◆ **Extrait du texte**:
┌──
Le générateur sonore produit simultanément une dent de scie (symbolisée par une rampe ascendante), une impulsion à largeur variable (manuelle ou modulable par le LFO ou l’enveloppe), une onde carrée à une ou deux octaves sous la fondamentale (avec commutation possible en impulsion étroite à –2 octaves) et un bruit (Original rose ou Variation blanc). Toutes ces sources ont leur curseur de mixage en façade. Lorsqu’on pousse les niveaux en additionnant les formes d’onde, on obtient une saturation naturelle agréable. L’oscillateur peut être accordé de 2 à 64 pieds (mieux que la plage de deux à seize pieds du SH-101) et être modulé par un LFO ou glisser avec un portamento.
La sortie du mixeur attaque ensuite un filtre passe-bas à quatre pôles résonant, capable d’auto-osciller. Le curseur de fréquence de coupure est fluide dans la plupart des cas ; il faut être à la fois à très faible vitesse et résonance élevée pour entendre des effets de pas. La fréquence de coupure peut être modulée par l’unique enveloppe, le LFO et le suivi de clavier. Les quantités de modulation sont dosables séparément mais les modulations sont uniquement positives.
└──
◆ **Données fournies**:
┌──
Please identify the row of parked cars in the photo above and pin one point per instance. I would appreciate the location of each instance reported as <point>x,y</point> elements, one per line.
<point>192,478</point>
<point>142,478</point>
└──
◆ **Consignes**:
1. Résumez en deux phrases l'extrait consacré au générateur sonore et au filtre.
2. Poursuivez l'extrait sur le générateur sonore et le filtre en repartant de sa dernière phrase.
Les données fournies ne sont pas utiles pour cet exercice.

◆ **Corrigé de l'exercice**:
1. Le générateur sonore produit simultanément une dent de scie, une impulsion à largeur variable, une onde carrée sous la fondamentale et un bruit, chacun réglé par son propre curseur de mixage en façade, et son oscillateur s'accorde de 2 à 64 pieds. La sortie du mixeur attaque un filtre passe-bas résonant à quatre pôles, capable d'auto-osciller, dont la fréquence de coupure peut être modulée positivement par l'enveloppe, le LFO et le suivi de clavier.

2.
L’ampli final est on ne peut plus simpliste, puisqu’on ne peut moduler le volume que par l’enveloppe partagée ou le mettre en position Gate. Les modulations ne sont d’ailleurs pas le point fort de la machine, puisqu’on doit se contenter d’une enveloppe et d’un LFO. Ce dernier peut fonctionner en mode Original ou Advanced (plage de fréquences étendue à l’audio). On peut le synchroniser à l’horloge et il dispose de nouvelles formes d’onde (dent de scie, rampe) en plus des traditionnelles (triangle, carrée, aléatoire, bruit). L’enveloppe est une ADSR classique, avec différents modes de redéclenchement : à chaque nouvelle note, à chaque nouvelle note lorsqu’aucune autre n’est tenue ou à chaque début de cycle du LFO. Elle sait se montrer claquante lorsqu’on le souhaite, tant mieux.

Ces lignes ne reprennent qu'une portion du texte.